(Object pointing dataset rows)
----------
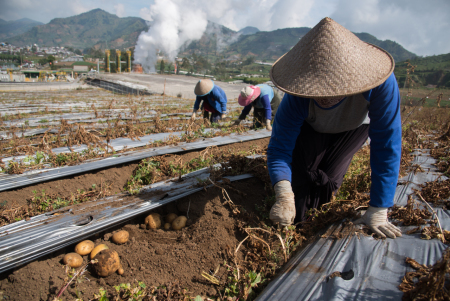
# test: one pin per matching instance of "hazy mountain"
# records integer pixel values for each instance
(270, 45)
(101, 29)
(248, 30)
(13, 28)
(431, 70)
(93, 28)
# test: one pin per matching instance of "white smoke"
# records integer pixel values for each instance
(171, 26)
(221, 40)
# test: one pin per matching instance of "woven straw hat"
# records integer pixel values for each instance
(330, 61)
(203, 87)
(248, 95)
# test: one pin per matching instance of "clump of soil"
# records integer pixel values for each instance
(156, 257)
(427, 283)
(411, 214)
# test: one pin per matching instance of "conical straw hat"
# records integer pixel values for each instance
(330, 61)
(203, 87)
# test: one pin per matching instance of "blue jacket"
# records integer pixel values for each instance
(216, 98)
(261, 102)
(384, 133)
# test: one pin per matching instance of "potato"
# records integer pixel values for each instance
----------
__Description of the task__
Write out the records above exactly as they appear, leaving out any pictures.

__Response below__
# test: one pin per matching instance of "hazy mountain"
# records integer pixel values for each instance
(270, 45)
(101, 29)
(248, 30)
(13, 28)
(431, 70)
(93, 28)
# test: one pin per matching instance of "white smoke"
# records integer pixel values for each instance
(171, 26)
(221, 40)
# test: one pin per matching instance of "woven straw hat"
# records integer pixel values for each instance
(330, 61)
(203, 87)
(248, 95)
# test: one pin per matching instance of "clump of soil"
# records integer pixel values for each instance
(156, 257)
(427, 283)
(411, 214)
# test: one pin per matching instance of "conical straw hat"
# records integer pixel values for each instance
(330, 61)
(203, 87)
# test: one pin per matching instance of "blue jacket"
# records integer pixel values for each instance
(216, 98)
(261, 102)
(384, 133)
# test: one pin per matching instance of "potato"
# records integer pixel values for each instance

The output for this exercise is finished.